> **Problem to solve**
Copy every record below, exactly as written.

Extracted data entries
(begin)

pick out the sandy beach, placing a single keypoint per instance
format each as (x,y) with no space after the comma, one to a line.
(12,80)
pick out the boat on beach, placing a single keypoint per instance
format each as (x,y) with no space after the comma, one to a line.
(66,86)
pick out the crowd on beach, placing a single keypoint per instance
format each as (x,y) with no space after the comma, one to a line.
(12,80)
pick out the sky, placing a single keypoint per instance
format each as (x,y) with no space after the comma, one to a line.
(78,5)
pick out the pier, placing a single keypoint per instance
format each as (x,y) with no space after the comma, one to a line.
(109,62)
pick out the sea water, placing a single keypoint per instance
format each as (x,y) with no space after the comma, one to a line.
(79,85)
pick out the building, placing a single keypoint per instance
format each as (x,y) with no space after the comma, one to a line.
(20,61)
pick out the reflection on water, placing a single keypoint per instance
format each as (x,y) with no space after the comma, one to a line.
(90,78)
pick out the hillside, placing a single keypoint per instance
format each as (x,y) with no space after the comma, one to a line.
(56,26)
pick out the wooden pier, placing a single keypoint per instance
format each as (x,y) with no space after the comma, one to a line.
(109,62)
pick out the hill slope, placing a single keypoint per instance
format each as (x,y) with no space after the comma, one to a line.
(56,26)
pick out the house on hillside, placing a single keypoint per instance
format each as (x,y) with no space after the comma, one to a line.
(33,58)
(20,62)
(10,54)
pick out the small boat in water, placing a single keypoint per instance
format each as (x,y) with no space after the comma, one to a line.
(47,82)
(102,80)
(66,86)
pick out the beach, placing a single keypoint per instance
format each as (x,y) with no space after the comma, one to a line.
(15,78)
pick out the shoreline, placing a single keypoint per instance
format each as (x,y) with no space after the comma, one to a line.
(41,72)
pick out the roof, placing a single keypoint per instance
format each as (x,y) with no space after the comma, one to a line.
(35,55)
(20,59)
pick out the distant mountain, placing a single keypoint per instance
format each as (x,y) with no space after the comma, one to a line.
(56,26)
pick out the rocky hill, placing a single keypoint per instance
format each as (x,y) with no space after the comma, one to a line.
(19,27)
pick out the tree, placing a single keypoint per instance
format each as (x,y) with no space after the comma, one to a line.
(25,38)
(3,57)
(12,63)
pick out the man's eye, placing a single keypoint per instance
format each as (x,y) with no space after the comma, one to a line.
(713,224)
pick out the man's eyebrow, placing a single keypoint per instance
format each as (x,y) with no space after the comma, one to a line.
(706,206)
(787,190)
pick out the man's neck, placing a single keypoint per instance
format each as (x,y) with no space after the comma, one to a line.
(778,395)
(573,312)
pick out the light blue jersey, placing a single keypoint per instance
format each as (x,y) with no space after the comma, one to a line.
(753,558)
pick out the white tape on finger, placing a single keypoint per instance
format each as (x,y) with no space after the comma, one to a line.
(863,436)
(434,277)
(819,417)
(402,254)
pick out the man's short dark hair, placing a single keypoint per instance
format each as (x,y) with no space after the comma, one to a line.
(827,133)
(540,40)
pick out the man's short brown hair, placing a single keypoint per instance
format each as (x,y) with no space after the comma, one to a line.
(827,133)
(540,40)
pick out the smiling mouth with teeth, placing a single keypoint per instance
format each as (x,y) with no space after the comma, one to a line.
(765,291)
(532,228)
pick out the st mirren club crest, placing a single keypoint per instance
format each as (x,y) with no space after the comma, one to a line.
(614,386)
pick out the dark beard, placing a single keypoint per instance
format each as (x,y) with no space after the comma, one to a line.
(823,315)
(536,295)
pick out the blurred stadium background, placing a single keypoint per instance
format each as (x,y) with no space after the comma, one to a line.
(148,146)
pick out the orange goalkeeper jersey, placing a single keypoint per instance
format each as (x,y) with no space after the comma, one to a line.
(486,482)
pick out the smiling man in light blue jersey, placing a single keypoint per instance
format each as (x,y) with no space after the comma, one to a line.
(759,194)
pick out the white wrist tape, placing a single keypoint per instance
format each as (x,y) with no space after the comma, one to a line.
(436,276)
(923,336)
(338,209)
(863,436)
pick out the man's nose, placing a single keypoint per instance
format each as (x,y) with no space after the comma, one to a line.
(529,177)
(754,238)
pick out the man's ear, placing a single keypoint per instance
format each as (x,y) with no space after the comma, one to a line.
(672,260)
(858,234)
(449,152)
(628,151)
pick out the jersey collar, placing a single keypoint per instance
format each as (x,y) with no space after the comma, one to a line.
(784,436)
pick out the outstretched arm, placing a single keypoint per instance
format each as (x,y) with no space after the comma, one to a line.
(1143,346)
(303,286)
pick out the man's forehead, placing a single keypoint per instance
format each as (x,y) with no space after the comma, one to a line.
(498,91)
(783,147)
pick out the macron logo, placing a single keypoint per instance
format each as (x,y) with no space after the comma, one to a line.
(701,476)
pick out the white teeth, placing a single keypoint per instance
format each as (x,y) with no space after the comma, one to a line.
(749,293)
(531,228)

(end)

> **The reply**
pick out the sandy beach, placing a single keypoint per instance
format each as (x,y) with no space after the comma, one to a line.
(12,80)
pick out the boat on beach, placing a single keypoint per instance
format each as (x,y) with no space after the comma, one to a line.
(66,86)
pick out the crowd on beach, placing a single keypoint per instance
format each as (x,y) with no space after the comma, one to a line.
(12,80)
pick out the sky, placing a single keypoint per instance
format each as (x,y) with no space after the comma, one to a line.
(78,5)
pick out the pier, placing a single keypoint per instance
format each as (x,y) with no space after the comma, one to a line.
(109,62)
pick out the sea water, placing a single keypoint per instance
format each as (x,y) with no space after the comma, one to a line.
(79,85)
pick out the building, placing a single keypoint per instance
format each as (x,y) with no space after the comma, one to a line.
(20,61)
pick out the reflection on water, placing a single keypoint per instance
format each as (x,y) with no space after the comma, one to a line.
(90,78)
pick out the hillside, placing a single keypoint per instance
format each as (x,y) with no space after the comma, one to a line.
(56,26)
pick out the wooden pier, placing a single keypoint per instance
format each as (x,y) with no space after the comma, one to a line.
(109,62)
pick out the hill slope, placing a single keypoint per instance
format each as (x,y) with no space after the comma, one to a line.
(56,26)
pick out the house on hillside, placing a single keypoint per instance
format each as (x,y) with no space after the comma, one to a line.
(33,58)
(20,62)
(10,54)
pick out the small boat in water, placing a single keypoint per instance
format each as (x,y) with no space after the comma, one to a line.
(47,82)
(102,80)
(66,86)
pick out the beach, placing a single keypoint per instance
format each as (x,y) with no space after the comma, one to a line.
(15,78)
pick out the shoreline, placing a single keypoint per instance
format each as (x,y) with no space after the comma, one to a line.
(41,72)
pick out the roof, placing a single keypoint per instance
format each as (x,y) with no space after the comma, one to a line.
(35,55)
(20,59)
pick out the distant mountain, placing a single keypoint per instance
format each as (x,y) with no space after the comma, one to a line.
(56,26)
pick out the rocky hill, placing a single keypoint per instance
format each as (x,y) with no space after the comma, one to a line.
(19,27)
pick out the tree, placing a single keypoint per instance
format each as (x,y) with no space after the comma, one to a line.
(25,38)
(3,57)
(12,63)
pick out the man's eye, placing a single keypoint per instance
format each as (x,y) with no space after the comma, one to a line.
(713,224)
pick out the man's eyebrow, placing a single keypoint per instance
format each as (x,y) with no space after the comma, one to a line.
(706,206)
(787,190)
pick out the man's neck, placing a single keypoint per instance
format each as (x,y) with no space after the comma, one to a line.
(778,395)
(573,312)
pick out the light blue jersey, placing a single keypoint per instance
format each as (x,y) with no space after the comma, one to a line.
(753,558)
pick out the white tape on finger, placing a single keypoint per instance
format each as (x,y) with no space after the comma, one to a line.
(863,436)
(434,277)
(819,417)
(402,254)
pick out the man's short dark hair, placing a single keypoint per instance
format each as (x,y) with no space after the comma, one to a line.
(827,133)
(540,40)
pick out the man's short brown hair, placing a single keypoint per instance
format each as (x,y) with no space after the comma, one to a line.
(827,133)
(540,40)
pick out the smiling mouth with teeth, placing a single keypoint per instance
format each as (x,y) with no space after the comma, one to a line.
(765,291)
(532,228)
pick out the st mirren club crest, placing a single keypoint per instance
format each as (x,y) with no space after the comma, one to a line.
(614,386)
pick out the dark beard, placing a single keypoint per instance
format each as (x,y) with no space after the comma, one to a line.
(823,315)
(536,295)
pick out the blurred stadium background, placing a single keypoint per instance
format each as (x,y) with no space after the comma, one to a line.
(148,146)
pick out the orange goalkeeper jersey, placing a single keypoint per instance
format each as (x,y) with no space after the comma, one to a line.
(486,482)
pick out the smiling man in light blue jersey, placing a single keypoint per instance
format each as (x,y) with no space after the comma, one to a line.
(759,194)
pick out the white wrist tape, placing a single keypoint per instance
format each as (x,y) with no space after the comma, one to a line.
(436,276)
(923,336)
(338,209)
(863,436)
pick out the man's nose, placing a single keypoint per instance
format each as (x,y) with no space after the comma, one to a line.
(529,177)
(754,238)
pick out the man's ear, placing a single keypoint per instance
format each as (x,y) with no space after the comma, one to a line.
(672,260)
(858,234)
(449,152)
(628,151)
pick out the jersey collar, placing a single keypoint per instance
format each as (x,y) with no space after the comma, one to a line.
(784,436)
pick out the outstretched arm, placing a single keypoint per instance
format each as (x,y) with no space after the comma, one to a line.
(1143,346)
(303,286)
pick out the man's forehead, placing a single keypoint per instance
format each as (x,y) with no space after the comma, one to a line.
(498,91)
(783,147)
pick out the macron logo, placing a single keypoint per instance
format each as (x,y) with no space after the comma, one to a line.
(701,476)
pick out the white teeth, placing a single keypoint per instance
format each as (x,y) with no space after the comma, one to a line.
(749,293)
(531,228)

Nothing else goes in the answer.